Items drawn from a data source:
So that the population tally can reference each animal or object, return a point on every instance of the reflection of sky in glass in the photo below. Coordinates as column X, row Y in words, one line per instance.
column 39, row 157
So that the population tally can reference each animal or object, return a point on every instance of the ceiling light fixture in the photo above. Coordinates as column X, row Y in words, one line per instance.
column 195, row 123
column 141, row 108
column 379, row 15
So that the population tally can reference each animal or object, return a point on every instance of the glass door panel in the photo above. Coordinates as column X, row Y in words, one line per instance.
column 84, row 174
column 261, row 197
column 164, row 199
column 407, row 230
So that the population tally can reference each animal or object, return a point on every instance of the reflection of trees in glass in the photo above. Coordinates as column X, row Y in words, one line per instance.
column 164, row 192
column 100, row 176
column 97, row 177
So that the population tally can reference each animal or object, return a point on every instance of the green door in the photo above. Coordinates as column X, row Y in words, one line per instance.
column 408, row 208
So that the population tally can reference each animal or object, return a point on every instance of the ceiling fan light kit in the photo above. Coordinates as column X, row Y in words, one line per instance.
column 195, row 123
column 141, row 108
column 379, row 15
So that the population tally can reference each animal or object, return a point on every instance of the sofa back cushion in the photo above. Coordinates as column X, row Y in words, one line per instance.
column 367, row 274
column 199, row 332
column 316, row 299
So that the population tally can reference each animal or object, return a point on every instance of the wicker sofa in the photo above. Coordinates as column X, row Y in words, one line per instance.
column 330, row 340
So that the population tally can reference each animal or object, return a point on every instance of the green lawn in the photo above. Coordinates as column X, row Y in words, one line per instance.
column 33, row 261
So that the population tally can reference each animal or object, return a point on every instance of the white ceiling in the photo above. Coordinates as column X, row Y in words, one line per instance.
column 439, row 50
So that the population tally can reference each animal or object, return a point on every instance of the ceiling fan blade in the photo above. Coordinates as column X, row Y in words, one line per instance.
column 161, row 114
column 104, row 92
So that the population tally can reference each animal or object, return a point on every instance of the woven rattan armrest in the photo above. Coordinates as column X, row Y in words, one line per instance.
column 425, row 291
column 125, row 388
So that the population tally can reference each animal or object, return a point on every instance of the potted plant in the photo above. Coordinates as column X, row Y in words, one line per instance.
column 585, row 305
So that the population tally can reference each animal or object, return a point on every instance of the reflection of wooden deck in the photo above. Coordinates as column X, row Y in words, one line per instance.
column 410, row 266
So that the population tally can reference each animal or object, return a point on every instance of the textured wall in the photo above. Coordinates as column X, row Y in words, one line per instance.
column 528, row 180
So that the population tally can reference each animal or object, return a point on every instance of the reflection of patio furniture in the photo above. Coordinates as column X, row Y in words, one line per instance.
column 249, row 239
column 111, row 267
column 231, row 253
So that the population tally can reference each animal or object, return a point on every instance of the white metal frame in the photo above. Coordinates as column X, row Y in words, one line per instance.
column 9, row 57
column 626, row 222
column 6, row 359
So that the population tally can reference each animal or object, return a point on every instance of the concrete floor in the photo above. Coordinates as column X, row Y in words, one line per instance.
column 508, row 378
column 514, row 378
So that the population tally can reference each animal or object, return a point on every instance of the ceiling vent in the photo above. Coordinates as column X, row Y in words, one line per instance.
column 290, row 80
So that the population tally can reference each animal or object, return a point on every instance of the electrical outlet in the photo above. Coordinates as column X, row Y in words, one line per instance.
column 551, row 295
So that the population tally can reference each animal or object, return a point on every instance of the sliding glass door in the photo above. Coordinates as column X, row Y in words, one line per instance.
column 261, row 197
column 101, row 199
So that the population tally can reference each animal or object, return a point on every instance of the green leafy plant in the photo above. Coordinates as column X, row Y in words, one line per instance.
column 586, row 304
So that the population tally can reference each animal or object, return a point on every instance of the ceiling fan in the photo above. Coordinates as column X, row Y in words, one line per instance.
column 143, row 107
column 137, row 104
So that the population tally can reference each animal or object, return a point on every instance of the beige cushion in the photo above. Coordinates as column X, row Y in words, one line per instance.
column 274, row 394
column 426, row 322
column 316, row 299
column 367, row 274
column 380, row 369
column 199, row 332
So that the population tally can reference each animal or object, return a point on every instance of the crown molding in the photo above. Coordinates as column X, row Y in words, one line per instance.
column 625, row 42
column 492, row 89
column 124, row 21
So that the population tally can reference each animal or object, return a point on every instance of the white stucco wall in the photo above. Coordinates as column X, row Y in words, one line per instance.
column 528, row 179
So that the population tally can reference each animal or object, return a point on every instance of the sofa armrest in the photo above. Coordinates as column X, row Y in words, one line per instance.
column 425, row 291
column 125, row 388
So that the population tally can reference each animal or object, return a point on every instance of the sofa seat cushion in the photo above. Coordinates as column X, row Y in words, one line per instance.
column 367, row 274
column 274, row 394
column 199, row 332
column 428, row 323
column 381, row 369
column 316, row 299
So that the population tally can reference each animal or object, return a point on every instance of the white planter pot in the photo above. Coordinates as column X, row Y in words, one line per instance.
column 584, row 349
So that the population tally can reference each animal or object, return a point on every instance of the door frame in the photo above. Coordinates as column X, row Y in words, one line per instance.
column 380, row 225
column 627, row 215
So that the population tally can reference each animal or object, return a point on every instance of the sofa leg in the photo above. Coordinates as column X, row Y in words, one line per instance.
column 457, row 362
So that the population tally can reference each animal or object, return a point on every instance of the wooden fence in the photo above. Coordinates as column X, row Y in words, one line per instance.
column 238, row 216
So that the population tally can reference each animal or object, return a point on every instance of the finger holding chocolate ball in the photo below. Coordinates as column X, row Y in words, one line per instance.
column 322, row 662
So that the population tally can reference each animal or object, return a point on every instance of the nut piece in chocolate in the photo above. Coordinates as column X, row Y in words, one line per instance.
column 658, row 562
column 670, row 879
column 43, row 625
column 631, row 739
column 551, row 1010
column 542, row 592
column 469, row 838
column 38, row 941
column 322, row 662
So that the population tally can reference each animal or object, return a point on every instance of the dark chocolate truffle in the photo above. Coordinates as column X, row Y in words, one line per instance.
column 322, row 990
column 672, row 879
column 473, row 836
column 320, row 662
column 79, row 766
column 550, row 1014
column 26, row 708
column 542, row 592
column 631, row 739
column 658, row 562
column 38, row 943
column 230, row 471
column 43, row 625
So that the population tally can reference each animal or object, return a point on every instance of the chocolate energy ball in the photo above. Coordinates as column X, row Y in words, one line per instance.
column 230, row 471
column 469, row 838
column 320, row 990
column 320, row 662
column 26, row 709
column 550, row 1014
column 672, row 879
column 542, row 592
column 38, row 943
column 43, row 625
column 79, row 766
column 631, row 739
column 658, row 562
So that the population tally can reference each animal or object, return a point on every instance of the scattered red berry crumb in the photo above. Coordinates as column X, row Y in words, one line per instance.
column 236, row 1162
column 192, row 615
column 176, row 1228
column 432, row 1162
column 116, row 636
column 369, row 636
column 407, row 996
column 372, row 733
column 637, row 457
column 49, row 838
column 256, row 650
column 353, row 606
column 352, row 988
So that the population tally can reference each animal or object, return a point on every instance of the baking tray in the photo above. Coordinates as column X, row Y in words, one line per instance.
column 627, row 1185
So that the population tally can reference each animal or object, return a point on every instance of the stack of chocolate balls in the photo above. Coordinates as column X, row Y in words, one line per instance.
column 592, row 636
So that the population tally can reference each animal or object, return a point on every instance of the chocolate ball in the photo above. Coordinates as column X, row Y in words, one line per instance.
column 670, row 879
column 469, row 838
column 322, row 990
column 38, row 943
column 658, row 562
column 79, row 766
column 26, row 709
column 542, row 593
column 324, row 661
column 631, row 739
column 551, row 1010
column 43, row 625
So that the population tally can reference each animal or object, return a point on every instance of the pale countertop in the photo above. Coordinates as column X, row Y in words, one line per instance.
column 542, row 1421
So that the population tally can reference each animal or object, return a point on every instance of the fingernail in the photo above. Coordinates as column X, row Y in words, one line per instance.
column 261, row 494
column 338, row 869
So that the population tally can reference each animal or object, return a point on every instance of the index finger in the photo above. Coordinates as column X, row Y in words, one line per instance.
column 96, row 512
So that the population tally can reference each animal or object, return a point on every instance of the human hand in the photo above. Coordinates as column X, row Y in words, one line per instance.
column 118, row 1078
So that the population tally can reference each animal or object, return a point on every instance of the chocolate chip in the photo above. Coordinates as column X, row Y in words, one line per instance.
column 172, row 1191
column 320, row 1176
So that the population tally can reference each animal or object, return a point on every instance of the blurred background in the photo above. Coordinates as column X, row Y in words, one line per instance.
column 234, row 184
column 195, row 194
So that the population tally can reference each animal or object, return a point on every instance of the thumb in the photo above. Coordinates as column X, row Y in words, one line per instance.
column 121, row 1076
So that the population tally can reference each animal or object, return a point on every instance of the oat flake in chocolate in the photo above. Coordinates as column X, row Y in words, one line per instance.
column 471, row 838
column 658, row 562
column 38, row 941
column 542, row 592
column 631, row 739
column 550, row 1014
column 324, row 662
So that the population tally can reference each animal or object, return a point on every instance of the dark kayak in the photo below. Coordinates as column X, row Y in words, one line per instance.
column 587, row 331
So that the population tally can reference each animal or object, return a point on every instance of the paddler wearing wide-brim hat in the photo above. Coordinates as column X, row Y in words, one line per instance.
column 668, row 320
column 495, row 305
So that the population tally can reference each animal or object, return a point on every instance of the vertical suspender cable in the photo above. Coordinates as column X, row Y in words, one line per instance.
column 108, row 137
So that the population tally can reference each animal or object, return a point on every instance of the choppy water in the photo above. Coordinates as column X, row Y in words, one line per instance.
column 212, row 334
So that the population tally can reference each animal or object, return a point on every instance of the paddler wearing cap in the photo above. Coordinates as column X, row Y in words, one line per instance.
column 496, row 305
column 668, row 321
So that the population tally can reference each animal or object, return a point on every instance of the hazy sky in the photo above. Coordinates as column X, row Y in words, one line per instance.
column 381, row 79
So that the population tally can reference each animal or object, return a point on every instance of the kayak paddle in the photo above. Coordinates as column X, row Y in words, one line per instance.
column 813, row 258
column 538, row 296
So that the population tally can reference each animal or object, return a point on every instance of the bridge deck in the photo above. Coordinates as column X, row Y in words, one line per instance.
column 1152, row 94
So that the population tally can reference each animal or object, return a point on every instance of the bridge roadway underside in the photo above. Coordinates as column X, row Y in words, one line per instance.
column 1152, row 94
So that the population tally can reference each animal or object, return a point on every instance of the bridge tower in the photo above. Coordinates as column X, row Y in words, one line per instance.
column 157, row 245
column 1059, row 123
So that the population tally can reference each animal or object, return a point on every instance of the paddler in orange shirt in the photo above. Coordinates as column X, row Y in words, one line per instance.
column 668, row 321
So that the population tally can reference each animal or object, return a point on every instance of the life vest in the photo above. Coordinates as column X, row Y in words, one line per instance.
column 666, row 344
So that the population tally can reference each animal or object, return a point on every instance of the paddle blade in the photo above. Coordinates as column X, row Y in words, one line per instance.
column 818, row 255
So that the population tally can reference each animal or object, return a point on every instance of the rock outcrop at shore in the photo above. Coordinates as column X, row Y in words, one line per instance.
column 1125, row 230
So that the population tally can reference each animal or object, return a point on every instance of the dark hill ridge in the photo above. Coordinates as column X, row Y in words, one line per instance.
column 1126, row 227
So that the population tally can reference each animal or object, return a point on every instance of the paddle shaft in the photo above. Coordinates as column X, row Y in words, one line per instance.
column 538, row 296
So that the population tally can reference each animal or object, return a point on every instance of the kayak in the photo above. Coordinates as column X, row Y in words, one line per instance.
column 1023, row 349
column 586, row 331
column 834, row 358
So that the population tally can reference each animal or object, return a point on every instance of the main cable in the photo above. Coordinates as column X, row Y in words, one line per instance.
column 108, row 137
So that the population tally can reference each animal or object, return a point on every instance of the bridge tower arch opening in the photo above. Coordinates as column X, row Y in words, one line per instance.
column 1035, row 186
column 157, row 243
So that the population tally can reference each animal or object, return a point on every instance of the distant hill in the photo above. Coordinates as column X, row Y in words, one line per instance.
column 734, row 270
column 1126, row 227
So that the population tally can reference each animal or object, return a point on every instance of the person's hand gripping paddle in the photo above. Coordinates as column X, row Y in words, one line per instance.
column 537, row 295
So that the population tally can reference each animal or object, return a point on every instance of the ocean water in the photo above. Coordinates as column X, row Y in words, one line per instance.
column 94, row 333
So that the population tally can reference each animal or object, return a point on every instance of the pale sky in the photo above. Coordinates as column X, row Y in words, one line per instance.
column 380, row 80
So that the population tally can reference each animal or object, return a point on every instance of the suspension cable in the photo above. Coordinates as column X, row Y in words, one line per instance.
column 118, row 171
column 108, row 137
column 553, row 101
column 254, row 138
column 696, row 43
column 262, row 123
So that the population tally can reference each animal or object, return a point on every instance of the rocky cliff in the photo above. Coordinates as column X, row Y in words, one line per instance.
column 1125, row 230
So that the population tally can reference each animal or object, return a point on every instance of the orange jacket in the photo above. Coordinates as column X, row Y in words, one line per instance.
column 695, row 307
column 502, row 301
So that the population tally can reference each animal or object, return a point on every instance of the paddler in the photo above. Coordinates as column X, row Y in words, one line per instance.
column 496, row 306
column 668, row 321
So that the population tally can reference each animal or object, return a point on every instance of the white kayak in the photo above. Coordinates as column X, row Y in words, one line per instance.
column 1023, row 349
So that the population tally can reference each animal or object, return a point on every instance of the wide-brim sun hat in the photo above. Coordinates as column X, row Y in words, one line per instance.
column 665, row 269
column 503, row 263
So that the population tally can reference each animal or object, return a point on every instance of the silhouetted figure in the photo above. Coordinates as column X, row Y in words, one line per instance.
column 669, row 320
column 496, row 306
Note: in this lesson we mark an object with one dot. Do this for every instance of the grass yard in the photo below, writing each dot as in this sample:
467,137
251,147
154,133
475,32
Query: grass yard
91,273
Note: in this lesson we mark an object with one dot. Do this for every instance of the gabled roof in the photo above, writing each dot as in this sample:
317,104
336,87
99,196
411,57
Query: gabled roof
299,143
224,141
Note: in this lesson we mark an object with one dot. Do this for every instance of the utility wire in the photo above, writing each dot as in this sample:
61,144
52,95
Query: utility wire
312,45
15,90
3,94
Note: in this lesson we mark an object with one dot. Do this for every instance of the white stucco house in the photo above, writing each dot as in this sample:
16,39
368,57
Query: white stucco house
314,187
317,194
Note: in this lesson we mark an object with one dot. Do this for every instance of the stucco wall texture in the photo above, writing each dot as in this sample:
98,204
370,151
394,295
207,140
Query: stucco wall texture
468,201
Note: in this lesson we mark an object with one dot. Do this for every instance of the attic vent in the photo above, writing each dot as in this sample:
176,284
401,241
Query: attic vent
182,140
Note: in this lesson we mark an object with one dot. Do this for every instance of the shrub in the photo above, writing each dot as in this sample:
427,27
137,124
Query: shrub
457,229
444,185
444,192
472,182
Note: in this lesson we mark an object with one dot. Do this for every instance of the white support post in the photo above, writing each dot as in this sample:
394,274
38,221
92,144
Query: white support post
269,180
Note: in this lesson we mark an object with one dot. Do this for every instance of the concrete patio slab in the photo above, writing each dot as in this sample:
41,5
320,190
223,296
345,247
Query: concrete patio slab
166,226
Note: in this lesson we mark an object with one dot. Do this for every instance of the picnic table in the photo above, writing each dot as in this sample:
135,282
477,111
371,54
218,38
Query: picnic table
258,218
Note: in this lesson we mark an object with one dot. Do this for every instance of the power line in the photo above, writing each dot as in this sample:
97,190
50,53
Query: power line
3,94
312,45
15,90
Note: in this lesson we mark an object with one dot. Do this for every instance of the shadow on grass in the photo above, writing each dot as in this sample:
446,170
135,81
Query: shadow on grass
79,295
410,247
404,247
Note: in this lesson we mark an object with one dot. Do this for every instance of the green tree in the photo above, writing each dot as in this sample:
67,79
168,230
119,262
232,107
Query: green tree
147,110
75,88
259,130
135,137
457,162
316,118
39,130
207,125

**Task goal**
Print the data verbatim from its first line through the line containing "column 39, row 157", including both of those lines.

**Output below**
So that the population tally can reference each animal or object, return a point on every instance of the reflection of sky in glass in the photo below. Coordinates as column X, row Y in words, one line per instance.
column 39, row 157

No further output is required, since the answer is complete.